• ACTIVITY:
Strip out all images, then restate the data verbatim.

• RECORDS FOR THE TASK:
Segment Open

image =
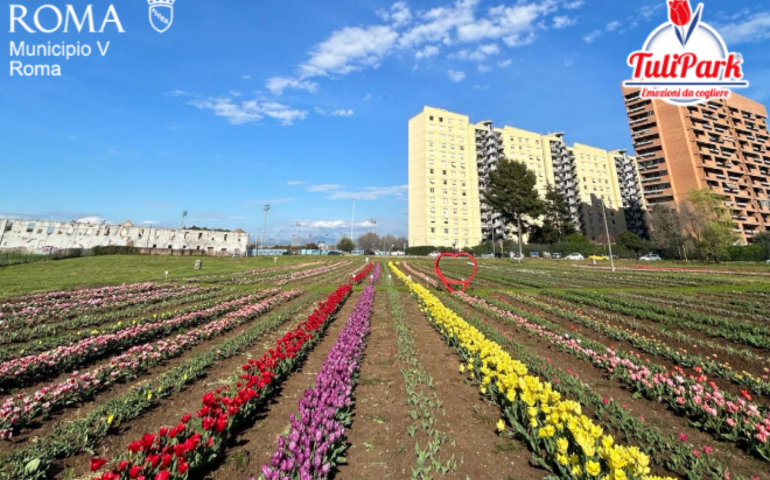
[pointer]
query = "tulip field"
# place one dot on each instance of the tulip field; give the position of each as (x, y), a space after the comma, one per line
(353, 368)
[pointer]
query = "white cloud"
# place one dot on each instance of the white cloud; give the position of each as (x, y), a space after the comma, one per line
(349, 49)
(327, 224)
(563, 21)
(341, 112)
(272, 201)
(248, 111)
(427, 51)
(574, 4)
(650, 10)
(92, 220)
(371, 193)
(398, 15)
(324, 187)
(591, 37)
(514, 25)
(278, 84)
(456, 76)
(749, 30)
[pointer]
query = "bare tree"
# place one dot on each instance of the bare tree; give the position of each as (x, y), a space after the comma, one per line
(368, 241)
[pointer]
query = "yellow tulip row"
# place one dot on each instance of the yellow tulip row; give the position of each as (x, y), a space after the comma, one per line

Segment Closed

• RESPONSE AREA:
image =
[pointer]
query = "tulip field"
# place one dot on each instance of the tulip field; give the position of each as (x, y), a space after the comma, one per line
(353, 368)
[pointer]
query = "white cloud"
# place one dot on each instance of the white cloud; give the position of each as (x, y), a space after the comma, one per line
(349, 49)
(327, 224)
(563, 21)
(341, 112)
(272, 201)
(248, 111)
(427, 51)
(574, 4)
(650, 10)
(92, 220)
(371, 193)
(398, 15)
(324, 187)
(591, 37)
(514, 25)
(278, 84)
(456, 76)
(749, 30)
[pointer]
query = "bare tree"
# place one dot on each instance of the bare tree; give the position of each as (x, y), a space after the comma, one per line
(368, 241)
[pointer]
query = "yellow tulip row"
# place one dot on each instance of the yellow tulip row; give the position of each as (x, y), a space after the comma, one per line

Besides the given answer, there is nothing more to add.